-------- 数据集条目

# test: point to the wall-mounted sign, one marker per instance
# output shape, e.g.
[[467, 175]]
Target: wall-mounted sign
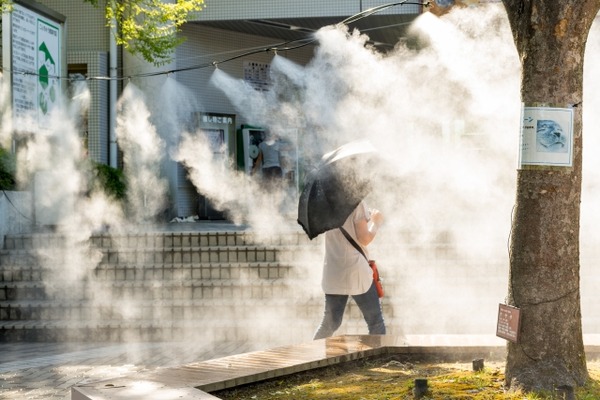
[[509, 322], [35, 40], [546, 136]]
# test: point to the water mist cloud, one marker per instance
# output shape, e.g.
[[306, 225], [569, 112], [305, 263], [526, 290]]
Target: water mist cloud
[[143, 153]]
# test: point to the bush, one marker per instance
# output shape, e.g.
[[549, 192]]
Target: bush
[[112, 180]]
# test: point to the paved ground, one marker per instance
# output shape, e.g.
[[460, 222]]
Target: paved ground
[[48, 370]]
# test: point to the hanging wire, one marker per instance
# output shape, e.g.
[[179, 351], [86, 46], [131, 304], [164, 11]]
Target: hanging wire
[[283, 46]]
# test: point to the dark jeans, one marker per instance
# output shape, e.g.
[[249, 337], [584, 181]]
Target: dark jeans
[[335, 304]]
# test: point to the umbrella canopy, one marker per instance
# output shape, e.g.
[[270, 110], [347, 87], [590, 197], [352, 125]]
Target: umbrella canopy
[[334, 189]]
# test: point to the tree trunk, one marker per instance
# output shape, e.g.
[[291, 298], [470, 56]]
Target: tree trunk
[[550, 37]]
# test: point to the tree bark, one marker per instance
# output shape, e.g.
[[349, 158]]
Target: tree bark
[[550, 37]]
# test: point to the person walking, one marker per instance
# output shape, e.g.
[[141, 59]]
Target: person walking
[[346, 272]]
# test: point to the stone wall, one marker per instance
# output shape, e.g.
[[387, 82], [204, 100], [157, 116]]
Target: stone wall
[[16, 215]]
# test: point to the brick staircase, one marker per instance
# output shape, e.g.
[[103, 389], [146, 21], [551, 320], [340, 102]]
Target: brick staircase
[[163, 286]]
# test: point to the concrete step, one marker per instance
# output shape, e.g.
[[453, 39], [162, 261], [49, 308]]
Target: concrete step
[[156, 239]]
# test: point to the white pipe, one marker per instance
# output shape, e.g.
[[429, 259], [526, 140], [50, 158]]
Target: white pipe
[[112, 102]]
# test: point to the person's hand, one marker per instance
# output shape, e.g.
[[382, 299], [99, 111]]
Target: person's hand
[[376, 217]]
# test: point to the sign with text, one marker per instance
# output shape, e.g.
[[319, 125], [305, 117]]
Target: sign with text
[[547, 136], [36, 62], [509, 321]]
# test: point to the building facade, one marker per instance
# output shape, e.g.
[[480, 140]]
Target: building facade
[[235, 35]]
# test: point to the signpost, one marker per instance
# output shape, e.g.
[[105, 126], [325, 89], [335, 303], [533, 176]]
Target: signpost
[[509, 322], [34, 53]]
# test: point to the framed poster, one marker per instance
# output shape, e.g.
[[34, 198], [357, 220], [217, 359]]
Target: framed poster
[[546, 137]]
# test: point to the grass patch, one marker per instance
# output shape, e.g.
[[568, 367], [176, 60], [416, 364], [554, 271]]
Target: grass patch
[[394, 378]]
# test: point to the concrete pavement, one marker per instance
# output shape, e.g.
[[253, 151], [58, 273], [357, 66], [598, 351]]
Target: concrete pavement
[[46, 371]]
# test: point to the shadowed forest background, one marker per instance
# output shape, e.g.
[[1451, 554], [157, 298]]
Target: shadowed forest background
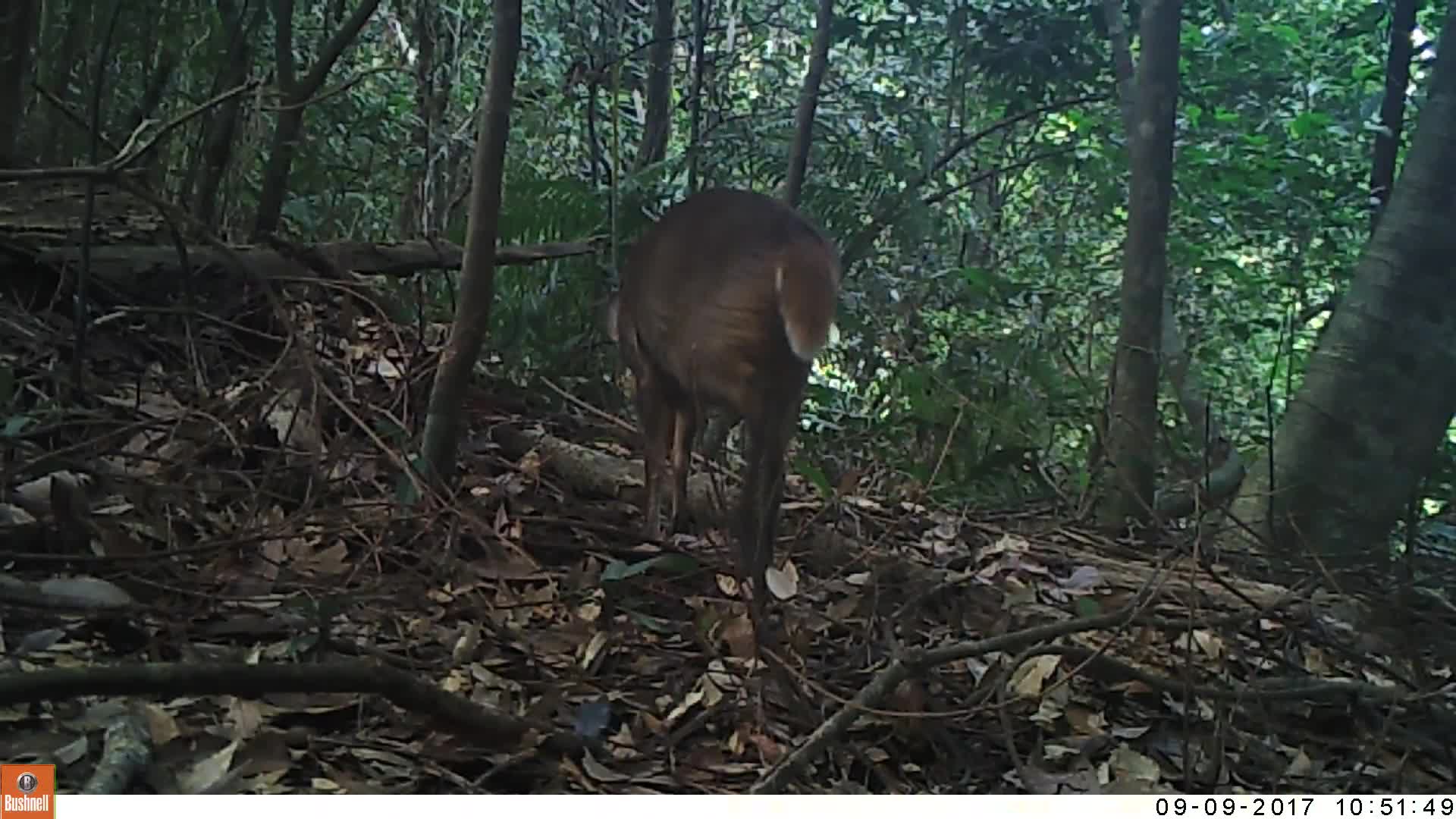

----------------

* **任务**
请重写从包含“# test: point to the building”的那一行起至条目末尾的这一段（首尾两端均包括在内），提示文字一并保留，并将答案中的每个坐标值乘以0.95后缩放，四舍五入取整（0.5进位）。提示及其格式示例中的数字保持不变，仅输出这一段，且不包含图片。

* **输出结果**
# test: point to the building facade, one marker per instance
# output shape, e.g.
[[480, 140]]
Target: building facade
[[223, 33]]
# test: point to the signpost, one marker per instance
# output shape, e.g.
[[105, 126], [325, 89], [335, 303], [533, 176]]
Target: signpost
[[484, 306], [32, 50]]
# test: point to the framed poster, one marker per instance
# output shape, e.g.
[[34, 198], [357, 220], [217, 359]]
Target: framed poster
[[519, 130]]
# test: point to the grass patch, one marker per instance
# output shape, e.g.
[[568, 367], [176, 60], [416, 364], [554, 271]]
Target: grass patch
[[374, 359]]
# test: point to the concrete pavement, one marker per instance
# output shape, e.g.
[[253, 151], [58, 273], [357, 66], [598, 351]]
Target: concrete pavement
[[44, 352]]
# test: point to the shadowed forest background, one marker per instance
# output shape, e.g.
[[1451, 554], [157, 298]]
Target: shadowed forest background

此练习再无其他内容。